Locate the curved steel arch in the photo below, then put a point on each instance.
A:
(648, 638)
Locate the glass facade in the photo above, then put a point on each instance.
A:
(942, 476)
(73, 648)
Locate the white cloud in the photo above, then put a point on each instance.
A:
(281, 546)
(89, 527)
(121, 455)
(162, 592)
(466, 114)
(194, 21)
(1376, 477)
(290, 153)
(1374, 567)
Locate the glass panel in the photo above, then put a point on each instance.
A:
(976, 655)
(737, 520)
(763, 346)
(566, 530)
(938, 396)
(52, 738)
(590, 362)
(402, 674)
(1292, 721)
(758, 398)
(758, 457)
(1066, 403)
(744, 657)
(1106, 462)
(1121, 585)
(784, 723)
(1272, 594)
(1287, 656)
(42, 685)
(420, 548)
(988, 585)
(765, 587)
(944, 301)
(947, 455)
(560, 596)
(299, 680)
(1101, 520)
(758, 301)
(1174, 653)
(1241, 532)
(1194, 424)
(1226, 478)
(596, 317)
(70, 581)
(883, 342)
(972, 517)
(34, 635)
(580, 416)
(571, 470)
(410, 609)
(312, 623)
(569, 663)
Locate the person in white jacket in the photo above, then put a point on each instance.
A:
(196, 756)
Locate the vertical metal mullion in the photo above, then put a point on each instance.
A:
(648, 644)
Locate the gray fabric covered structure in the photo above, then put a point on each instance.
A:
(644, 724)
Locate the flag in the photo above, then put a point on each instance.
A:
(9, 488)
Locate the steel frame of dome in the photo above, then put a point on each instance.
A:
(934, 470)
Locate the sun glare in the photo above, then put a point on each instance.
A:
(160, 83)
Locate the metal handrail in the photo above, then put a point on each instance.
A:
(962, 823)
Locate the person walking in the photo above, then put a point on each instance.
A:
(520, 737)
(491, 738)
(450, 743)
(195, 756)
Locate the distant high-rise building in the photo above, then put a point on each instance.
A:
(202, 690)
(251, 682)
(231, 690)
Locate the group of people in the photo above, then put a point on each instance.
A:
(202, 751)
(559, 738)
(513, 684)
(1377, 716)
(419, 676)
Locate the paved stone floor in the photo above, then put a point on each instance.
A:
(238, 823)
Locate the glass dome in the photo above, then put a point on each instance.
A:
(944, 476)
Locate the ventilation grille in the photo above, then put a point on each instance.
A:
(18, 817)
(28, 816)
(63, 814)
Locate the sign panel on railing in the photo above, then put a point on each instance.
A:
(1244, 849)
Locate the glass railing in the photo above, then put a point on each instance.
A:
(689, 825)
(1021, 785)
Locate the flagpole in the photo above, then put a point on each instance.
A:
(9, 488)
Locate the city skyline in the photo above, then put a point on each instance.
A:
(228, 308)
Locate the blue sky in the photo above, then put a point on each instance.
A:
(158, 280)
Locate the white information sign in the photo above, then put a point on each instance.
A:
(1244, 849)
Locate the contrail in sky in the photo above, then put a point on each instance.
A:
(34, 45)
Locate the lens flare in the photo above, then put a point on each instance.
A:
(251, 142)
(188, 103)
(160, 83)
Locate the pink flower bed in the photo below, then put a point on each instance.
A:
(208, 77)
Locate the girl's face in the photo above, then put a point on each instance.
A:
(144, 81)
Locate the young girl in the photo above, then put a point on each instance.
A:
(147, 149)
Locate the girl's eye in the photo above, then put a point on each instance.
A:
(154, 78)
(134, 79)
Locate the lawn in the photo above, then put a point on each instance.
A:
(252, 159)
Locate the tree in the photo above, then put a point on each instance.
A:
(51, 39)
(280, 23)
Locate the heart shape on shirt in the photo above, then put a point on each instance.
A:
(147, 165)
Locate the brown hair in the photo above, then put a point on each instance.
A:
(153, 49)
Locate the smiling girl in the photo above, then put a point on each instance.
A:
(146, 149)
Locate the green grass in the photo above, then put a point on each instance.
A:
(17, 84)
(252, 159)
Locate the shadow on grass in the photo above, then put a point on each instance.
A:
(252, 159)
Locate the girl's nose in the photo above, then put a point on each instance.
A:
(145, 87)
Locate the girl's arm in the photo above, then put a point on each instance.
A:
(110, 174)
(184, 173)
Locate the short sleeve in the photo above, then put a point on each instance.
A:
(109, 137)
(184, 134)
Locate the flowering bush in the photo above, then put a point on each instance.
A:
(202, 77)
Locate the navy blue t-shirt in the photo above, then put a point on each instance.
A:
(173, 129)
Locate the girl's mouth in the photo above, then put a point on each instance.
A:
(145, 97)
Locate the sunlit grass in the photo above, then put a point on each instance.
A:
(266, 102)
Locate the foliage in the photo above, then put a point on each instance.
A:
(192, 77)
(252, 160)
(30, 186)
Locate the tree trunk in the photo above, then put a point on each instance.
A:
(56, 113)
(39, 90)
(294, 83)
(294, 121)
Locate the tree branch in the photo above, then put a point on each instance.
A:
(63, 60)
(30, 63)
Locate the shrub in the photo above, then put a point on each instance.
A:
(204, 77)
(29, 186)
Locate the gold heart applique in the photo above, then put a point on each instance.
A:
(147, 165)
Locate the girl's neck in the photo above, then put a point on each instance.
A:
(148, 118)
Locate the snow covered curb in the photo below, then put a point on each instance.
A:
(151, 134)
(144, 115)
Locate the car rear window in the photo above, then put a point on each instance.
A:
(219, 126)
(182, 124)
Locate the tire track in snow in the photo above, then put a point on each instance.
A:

____

- YOUR OBJECTIVE: Pull every line with the word "blue" from the data.

- REPLY:
Locate the blue sky in the photo above, then put a point on each instance.
Locate the navy blue t-shirt in the photo above, then put a point on each instance.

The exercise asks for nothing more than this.